_Amaç_:
Aşağıdaki genç futbolcuyla yapılan röportajı, son cümlesinden sonra gelecek şekilde devam ettirin.

_Verilen metin_:
==================================================
K.A : Bildiğim kadarı ile Sanayi Spor'da hiç resmi maç oynamadın. Neden ayrıldın peki Sanayi Spor'dan?

R.J : Kulüp beni aldı ancak lisans ve oturma izni için gerekli parayı bulamadılar, ben de sezon sonuna kadar antremanlara katıldım ve sezon sonu kulüpten ayrıldım.

K.A : Ailende başka futbolcu var mı?

R.J : En büyük abim Kamerun birinci liginde oynadı ancak maalesef sakatlık sonrası futbolu bıraktı. Şu anda öğretmenlik yapıyor.

K.A : En beğendiğin futbolcular kim?

R.J : Türkiye'de Arda'yı beğeniyorum. Ama kahramanım Del Pierro çünkü futbolu tutku ile oynuyor.

K.A : Türkiye'de görüştüğün takımlar var mı? Seni Süper Lig'te izleyebilecek miyiz?

R.J : Bir kaç BankAsya takımı ile görüşmelerim oldu ancak menajerler bana sürekli "bekle" diyor. Ancak eminim ki beni alan kulüp pişman olmayacak. Yabancı sınırlaması ve yaşımın genç olması nedeni ile kulüpler ve menajerler fazla isteki görünmüyor. Fırsat verilirse inanıyorum ki adımdan söz ettireceğim.
==================================================
Veri kümesi öğeleri
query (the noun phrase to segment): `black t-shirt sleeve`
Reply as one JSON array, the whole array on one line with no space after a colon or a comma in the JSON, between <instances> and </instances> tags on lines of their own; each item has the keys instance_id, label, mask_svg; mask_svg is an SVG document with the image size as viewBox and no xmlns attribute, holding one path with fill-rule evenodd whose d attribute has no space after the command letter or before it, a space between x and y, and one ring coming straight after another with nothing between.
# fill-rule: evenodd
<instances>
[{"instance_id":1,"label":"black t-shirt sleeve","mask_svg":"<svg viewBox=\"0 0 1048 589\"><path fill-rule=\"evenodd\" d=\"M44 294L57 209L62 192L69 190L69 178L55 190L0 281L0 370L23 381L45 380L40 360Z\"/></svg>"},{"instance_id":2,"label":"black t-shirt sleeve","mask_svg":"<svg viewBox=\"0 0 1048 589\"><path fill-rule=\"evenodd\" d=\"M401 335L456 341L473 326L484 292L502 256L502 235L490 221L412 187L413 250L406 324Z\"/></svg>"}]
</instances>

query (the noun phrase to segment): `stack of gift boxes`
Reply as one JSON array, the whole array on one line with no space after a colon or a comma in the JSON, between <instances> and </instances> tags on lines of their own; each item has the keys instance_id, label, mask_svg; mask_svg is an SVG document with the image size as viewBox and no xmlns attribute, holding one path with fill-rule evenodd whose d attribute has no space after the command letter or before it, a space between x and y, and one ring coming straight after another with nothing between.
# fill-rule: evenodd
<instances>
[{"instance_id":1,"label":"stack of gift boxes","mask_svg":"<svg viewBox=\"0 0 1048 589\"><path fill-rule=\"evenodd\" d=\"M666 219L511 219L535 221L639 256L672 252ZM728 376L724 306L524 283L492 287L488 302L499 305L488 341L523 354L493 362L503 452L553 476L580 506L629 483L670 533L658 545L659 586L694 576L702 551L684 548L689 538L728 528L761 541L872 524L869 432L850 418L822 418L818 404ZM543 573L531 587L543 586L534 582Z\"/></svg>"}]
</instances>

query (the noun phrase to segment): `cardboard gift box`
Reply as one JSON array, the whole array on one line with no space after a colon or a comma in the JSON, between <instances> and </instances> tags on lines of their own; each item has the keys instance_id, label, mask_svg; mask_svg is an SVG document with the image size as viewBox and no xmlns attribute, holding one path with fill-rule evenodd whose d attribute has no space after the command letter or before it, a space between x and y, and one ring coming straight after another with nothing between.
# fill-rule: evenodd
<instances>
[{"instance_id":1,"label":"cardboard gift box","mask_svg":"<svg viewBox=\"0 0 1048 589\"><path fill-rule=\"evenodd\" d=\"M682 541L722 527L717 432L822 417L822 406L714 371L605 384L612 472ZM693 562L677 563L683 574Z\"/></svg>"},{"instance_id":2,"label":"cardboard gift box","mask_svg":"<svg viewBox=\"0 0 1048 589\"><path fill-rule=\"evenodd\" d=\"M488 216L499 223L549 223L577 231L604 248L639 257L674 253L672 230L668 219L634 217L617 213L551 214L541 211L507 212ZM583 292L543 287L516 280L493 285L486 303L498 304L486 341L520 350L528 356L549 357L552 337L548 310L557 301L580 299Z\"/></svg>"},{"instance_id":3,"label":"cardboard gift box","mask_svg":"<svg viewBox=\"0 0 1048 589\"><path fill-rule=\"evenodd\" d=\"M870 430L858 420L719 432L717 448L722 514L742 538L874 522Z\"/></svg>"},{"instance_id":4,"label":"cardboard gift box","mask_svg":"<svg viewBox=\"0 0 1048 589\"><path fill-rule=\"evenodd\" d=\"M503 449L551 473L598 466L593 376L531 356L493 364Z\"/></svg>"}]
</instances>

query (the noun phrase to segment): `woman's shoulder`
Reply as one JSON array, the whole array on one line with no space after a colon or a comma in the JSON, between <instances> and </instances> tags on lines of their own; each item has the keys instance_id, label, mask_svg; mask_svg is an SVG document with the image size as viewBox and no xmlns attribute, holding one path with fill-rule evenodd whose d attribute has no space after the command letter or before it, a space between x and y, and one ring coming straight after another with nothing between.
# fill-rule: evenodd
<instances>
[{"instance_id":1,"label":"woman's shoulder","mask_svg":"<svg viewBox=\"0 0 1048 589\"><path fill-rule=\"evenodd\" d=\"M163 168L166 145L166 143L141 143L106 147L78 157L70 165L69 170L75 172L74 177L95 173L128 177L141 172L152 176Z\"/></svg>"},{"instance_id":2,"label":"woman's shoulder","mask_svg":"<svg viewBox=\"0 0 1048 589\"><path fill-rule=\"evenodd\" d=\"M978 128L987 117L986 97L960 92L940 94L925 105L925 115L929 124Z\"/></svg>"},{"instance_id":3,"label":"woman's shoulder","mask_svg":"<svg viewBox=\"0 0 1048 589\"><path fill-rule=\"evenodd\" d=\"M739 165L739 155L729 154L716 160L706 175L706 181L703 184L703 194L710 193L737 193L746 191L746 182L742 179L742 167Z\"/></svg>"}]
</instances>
==================================================
_Yanıt_:
K.A : Zaman ayırdığın için teşekkürler.

Yanımda fotoğraf makinası olmadığı için resimler gazete küpürlerinden olacak maalesef. Roy bir futbolcu olarak evlerimize misafir mi olur yoksa saat mi satar bekleyip göreceğiz.


4 yorum:

tanjue dedi ki...

Çok sağol böyle ilginç ve güzel bir hikayeyi önümüze getirdiğin için.Umarım onu bir gün izleyebiliriz. Onca futbolcunun şans bulduğu bu ülkede ona da bir takım bulunur herhalde. Bence transfer döneminin sonlarına doğru yabancı kontenjanı boş olan Bank Asya takımlarıyla temasa geçmeli,zaten çok para isteyecek konumda değil.

Adsız dedi ki...

Eline sağlık. Son derece orijinal bir çalışma olmuş.

Adsız dedi ki...

Bahsettiğiniz oyuncu geçen hafta Birecik Belediye spor a transfer oldu inşallah başarılı olur Birecik Şanlıurfa nın bir ilçesi şu anda 3. ligde mücadele ediyor..

Adsız dedi ki...

denizli de kendisini bangoura diye tanıtan yalancı biri :)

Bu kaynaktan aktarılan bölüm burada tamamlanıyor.